TASK TO CARRY OUT
Please output the entries below from the line that contains "the white house" through the final line, reproduced exactly and alone.

━━━━━━━━━━━━━━━━━━━━━━━━━━━━━━

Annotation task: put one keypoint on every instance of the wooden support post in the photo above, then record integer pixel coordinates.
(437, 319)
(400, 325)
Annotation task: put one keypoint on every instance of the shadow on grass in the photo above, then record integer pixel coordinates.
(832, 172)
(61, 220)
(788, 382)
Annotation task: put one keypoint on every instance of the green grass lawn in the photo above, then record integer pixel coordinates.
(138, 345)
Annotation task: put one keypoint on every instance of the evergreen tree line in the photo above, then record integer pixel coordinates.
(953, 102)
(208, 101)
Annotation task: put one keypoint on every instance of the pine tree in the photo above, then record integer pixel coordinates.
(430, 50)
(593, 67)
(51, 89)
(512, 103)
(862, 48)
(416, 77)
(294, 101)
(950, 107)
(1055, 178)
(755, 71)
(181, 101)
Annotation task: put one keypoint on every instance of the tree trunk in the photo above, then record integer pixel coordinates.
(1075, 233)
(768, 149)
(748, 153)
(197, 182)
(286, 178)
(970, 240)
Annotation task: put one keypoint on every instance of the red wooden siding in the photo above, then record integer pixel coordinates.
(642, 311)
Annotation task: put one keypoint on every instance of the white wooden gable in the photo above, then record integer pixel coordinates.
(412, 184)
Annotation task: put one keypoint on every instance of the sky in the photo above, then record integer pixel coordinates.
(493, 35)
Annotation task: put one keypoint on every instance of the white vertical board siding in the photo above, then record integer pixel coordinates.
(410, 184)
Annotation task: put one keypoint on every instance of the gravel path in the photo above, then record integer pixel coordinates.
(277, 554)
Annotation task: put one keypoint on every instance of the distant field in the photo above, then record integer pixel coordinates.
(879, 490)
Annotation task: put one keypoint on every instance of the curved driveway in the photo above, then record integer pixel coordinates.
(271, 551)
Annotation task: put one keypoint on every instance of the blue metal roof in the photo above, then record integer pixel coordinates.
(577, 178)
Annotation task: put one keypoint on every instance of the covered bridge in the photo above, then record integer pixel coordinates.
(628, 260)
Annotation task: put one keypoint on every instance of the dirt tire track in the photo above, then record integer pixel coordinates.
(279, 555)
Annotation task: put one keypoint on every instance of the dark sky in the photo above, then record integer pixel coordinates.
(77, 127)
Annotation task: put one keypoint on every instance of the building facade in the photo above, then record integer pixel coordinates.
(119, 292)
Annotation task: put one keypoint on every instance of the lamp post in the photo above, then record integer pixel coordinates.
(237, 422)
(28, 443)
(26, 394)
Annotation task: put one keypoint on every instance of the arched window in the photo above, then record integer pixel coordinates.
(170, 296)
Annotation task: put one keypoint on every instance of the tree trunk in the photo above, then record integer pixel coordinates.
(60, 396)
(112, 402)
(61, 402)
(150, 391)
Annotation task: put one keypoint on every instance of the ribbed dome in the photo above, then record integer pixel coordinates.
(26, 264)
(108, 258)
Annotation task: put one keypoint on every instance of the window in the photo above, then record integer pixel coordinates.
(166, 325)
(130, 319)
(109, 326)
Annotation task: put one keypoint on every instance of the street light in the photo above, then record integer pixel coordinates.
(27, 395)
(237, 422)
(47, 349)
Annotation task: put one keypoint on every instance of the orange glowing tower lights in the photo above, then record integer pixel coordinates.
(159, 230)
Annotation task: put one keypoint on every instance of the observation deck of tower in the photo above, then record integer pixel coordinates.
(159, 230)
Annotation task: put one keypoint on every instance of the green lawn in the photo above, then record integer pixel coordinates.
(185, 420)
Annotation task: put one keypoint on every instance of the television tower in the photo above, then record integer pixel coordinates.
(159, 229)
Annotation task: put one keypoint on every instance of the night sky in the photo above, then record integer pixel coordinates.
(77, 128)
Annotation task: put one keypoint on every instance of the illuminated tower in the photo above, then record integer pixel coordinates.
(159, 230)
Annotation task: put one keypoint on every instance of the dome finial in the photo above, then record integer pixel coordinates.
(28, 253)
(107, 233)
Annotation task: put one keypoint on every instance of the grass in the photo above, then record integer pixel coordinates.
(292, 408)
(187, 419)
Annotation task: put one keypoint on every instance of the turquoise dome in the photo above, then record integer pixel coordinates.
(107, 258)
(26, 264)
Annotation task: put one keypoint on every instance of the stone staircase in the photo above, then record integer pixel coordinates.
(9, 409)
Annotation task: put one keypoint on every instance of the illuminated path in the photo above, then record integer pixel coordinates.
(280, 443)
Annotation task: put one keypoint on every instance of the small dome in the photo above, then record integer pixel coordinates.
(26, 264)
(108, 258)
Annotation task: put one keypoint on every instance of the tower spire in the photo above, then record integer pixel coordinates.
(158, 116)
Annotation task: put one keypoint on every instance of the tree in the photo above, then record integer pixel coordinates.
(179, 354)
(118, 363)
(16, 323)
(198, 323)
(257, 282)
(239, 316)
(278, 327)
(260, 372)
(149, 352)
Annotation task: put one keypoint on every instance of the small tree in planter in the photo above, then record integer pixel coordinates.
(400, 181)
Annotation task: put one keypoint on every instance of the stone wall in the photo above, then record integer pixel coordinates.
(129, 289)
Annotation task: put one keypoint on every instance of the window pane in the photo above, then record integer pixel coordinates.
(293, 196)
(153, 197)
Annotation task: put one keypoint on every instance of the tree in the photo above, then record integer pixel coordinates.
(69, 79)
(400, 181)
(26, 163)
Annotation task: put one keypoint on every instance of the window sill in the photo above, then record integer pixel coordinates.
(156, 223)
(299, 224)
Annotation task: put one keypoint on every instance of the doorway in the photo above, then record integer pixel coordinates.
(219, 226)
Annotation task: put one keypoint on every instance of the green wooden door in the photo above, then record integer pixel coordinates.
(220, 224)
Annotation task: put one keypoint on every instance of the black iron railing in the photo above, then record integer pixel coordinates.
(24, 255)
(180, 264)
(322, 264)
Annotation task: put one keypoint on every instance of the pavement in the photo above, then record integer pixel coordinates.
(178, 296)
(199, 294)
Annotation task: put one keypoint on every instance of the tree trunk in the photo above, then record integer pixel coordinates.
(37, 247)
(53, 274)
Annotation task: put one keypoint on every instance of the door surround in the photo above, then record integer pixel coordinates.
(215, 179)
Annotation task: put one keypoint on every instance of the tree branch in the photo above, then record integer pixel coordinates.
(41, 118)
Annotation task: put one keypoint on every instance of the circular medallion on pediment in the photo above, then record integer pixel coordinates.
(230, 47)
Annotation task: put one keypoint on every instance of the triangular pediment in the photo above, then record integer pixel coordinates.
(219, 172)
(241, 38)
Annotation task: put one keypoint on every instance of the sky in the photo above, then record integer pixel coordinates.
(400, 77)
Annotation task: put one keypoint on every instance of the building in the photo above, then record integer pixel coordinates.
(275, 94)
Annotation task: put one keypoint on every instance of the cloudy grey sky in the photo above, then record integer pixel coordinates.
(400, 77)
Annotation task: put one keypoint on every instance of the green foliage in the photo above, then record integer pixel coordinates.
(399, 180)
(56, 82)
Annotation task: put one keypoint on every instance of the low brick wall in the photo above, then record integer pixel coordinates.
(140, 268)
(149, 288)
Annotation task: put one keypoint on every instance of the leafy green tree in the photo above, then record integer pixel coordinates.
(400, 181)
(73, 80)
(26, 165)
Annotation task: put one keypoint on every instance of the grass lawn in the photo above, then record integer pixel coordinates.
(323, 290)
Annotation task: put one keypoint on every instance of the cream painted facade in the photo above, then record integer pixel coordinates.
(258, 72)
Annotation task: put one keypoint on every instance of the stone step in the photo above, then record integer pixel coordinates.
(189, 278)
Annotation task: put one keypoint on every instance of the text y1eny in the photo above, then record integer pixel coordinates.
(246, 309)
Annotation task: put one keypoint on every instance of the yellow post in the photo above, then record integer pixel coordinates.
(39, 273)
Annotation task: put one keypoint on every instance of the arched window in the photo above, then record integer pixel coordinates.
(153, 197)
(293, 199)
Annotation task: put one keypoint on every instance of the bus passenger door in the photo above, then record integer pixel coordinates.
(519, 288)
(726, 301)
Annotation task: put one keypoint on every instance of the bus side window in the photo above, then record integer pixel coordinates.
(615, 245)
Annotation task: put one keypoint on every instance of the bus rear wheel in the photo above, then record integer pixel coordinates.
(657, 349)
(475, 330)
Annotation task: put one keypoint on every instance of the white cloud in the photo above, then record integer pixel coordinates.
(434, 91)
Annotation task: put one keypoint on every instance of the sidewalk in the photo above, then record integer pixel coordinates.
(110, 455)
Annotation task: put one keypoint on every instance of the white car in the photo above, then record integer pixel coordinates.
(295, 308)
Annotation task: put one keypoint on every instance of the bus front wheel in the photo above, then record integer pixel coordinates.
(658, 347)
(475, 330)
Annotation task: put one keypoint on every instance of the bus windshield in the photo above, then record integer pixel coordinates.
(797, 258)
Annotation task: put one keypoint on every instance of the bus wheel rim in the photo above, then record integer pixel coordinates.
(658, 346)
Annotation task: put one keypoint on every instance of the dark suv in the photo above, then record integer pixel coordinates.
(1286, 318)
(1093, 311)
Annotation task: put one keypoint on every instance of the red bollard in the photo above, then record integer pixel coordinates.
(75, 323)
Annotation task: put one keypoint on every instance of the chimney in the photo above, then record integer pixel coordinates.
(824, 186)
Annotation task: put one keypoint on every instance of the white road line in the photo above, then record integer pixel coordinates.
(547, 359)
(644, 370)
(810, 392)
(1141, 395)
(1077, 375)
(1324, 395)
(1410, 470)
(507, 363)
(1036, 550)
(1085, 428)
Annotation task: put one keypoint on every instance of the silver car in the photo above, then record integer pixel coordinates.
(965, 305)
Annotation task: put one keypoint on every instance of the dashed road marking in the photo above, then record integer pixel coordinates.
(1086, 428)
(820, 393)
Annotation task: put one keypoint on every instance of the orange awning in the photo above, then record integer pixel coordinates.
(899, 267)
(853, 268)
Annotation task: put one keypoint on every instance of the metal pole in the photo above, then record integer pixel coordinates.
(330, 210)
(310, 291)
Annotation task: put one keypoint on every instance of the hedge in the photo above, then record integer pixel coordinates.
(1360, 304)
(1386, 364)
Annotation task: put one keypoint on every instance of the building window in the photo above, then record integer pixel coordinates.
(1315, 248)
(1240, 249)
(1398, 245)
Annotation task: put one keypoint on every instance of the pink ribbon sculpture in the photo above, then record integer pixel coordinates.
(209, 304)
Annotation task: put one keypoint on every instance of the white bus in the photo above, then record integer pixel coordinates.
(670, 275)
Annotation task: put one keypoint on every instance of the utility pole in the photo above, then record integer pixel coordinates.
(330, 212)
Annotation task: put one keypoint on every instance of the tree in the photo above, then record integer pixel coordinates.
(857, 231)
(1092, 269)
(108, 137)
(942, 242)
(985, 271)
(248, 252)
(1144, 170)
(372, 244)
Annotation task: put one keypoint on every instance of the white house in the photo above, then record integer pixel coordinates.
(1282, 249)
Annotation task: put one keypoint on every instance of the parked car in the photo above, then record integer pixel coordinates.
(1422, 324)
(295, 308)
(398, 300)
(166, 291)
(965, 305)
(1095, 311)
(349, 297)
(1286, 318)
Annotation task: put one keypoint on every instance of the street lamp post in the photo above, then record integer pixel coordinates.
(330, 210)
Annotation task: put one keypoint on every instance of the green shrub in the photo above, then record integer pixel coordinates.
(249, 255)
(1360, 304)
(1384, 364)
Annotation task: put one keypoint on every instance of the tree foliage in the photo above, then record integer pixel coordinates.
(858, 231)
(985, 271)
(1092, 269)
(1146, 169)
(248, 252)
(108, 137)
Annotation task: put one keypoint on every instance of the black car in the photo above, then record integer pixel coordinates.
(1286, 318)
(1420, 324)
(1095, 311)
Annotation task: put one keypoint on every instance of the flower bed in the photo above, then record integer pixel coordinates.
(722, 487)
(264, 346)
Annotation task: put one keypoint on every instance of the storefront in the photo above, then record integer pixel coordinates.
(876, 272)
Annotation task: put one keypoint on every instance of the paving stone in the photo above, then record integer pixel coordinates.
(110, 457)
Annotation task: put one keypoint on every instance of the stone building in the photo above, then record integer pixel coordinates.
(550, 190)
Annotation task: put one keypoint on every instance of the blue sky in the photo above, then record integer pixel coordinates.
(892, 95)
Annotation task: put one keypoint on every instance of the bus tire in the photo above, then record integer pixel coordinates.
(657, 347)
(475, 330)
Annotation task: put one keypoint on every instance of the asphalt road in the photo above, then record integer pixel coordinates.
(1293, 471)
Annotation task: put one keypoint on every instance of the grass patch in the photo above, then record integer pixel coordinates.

━━━━━━━━━━━━━━━━━━━━━━━━━━━━━━

TASK SOLUTION
Annotation task: put one keypoint on every instance of the white house in the photo above, then record integer pixel coordinates.
(1282, 249)
Annotation task: put one keypoint on every instance of the parked car in the photo above, then record integer pixel coordinates.
(1422, 324)
(295, 308)
(398, 300)
(166, 291)
(965, 305)
(1095, 311)
(349, 297)
(1286, 318)
Annotation task: put one keypoint on every instance of the street lamp post in the photo above, then record integer pixel coordinates.
(330, 210)
Annotation task: put one keypoint on every instance of the green shrub in the photo above, then record integer pixel coordinates.
(249, 255)
(1360, 304)
(1384, 364)
Annotation task: put one keypoint on every instance of the tree foliage in the photo above, then record integer pixel coordinates.
(858, 231)
(985, 271)
(1092, 269)
(1146, 169)
(248, 252)
(108, 137)
Annotation task: put one keypoint on every instance of the black car in the photo above, then record integer pixel coordinates.
(1286, 318)
(1420, 324)
(1095, 311)
Annotation task: put one keypoint on every instance of the flower bed in the photo above, then record integer pixel coordinates.
(722, 487)
(264, 346)
Annotation task: put one keypoint on every instance of the storefront in the photo above, then record integer pixel coordinates.
(876, 272)
Annotation task: put one keypoint on every instance of the paving stone in the photo above, then record integer pixel coordinates.
(110, 457)
Annotation task: put one keypoint on every instance of the stone building in the photo above, then record integer pixel coordinates.
(550, 190)
Annotation task: put one keypoint on every instance of the blue sky in the photo above, then record integer pixel coordinates.
(892, 95)
Annotation task: put one keypoint on every instance of the bus tire in the photo above, then record integer pixel coordinates.
(657, 347)
(475, 330)
Annotation task: put one keypoint on every instance of the asphalt road in the photo above, then record integer pixel coordinates.
(1293, 471)
Annotation task: put one keypoint on every instance of the grass patch in the photo above, then record integer pixel coordinates.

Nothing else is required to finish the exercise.